#### Data for analysis ####
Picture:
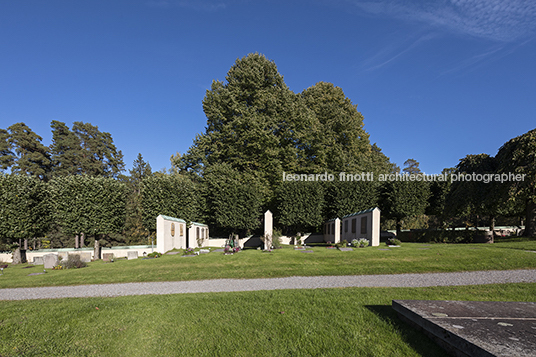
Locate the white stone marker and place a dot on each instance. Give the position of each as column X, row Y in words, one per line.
column 337, row 232
column 268, row 229
column 50, row 261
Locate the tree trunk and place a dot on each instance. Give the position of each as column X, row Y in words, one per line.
column 530, row 224
column 97, row 250
column 19, row 256
column 398, row 228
####
• **Exercise description**: The final stretch of the listing, from the line containing "Locate the white" through its last line, both included, is to be output exactly and by itself.

• **Result for this exercise**:
Locate the white stone marker and place a dot on each instance. Give the position of each as column X, row Y in words, one per line.
column 337, row 232
column 268, row 229
column 50, row 261
Locate the tree trunk and place a dot on each instance. Give the position of each as column X, row Y in words, one per line.
column 530, row 224
column 97, row 250
column 19, row 256
column 398, row 228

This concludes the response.